------ Recorded data
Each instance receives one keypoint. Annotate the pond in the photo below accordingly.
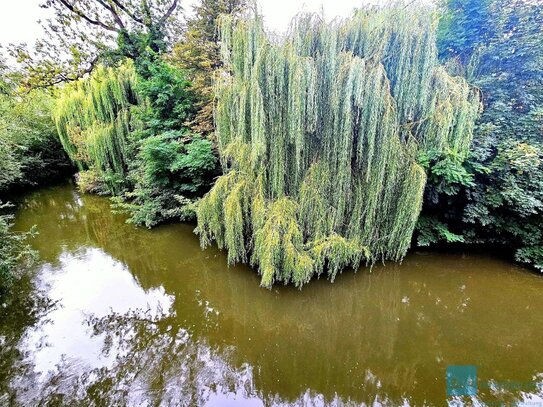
(145, 317)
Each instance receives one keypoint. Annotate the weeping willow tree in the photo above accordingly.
(93, 120)
(319, 135)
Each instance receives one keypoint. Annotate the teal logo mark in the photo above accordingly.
(461, 380)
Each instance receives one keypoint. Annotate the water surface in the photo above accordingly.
(139, 317)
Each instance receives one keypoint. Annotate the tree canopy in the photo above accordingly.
(320, 136)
------------
§ Aim of the task: From the line holding "Each instance receives one keypoint. Annotate the weeping" down to the final line above, quote every line exactly and only those lines.

§ Complete answer:
Each instance receives one keypoint. Annotate the weeping willow tree in the photo above accordingly.
(93, 120)
(319, 135)
Each instance receives one keypoint. Annotate the teal logo mark in the photo above accordingly.
(461, 380)
Each instance receives one keypoint. Annotate the water surface in the photo above accordingly.
(139, 317)
Each instance receives one keypoint. Annotate the tree canopy in the photo above accordingly.
(320, 136)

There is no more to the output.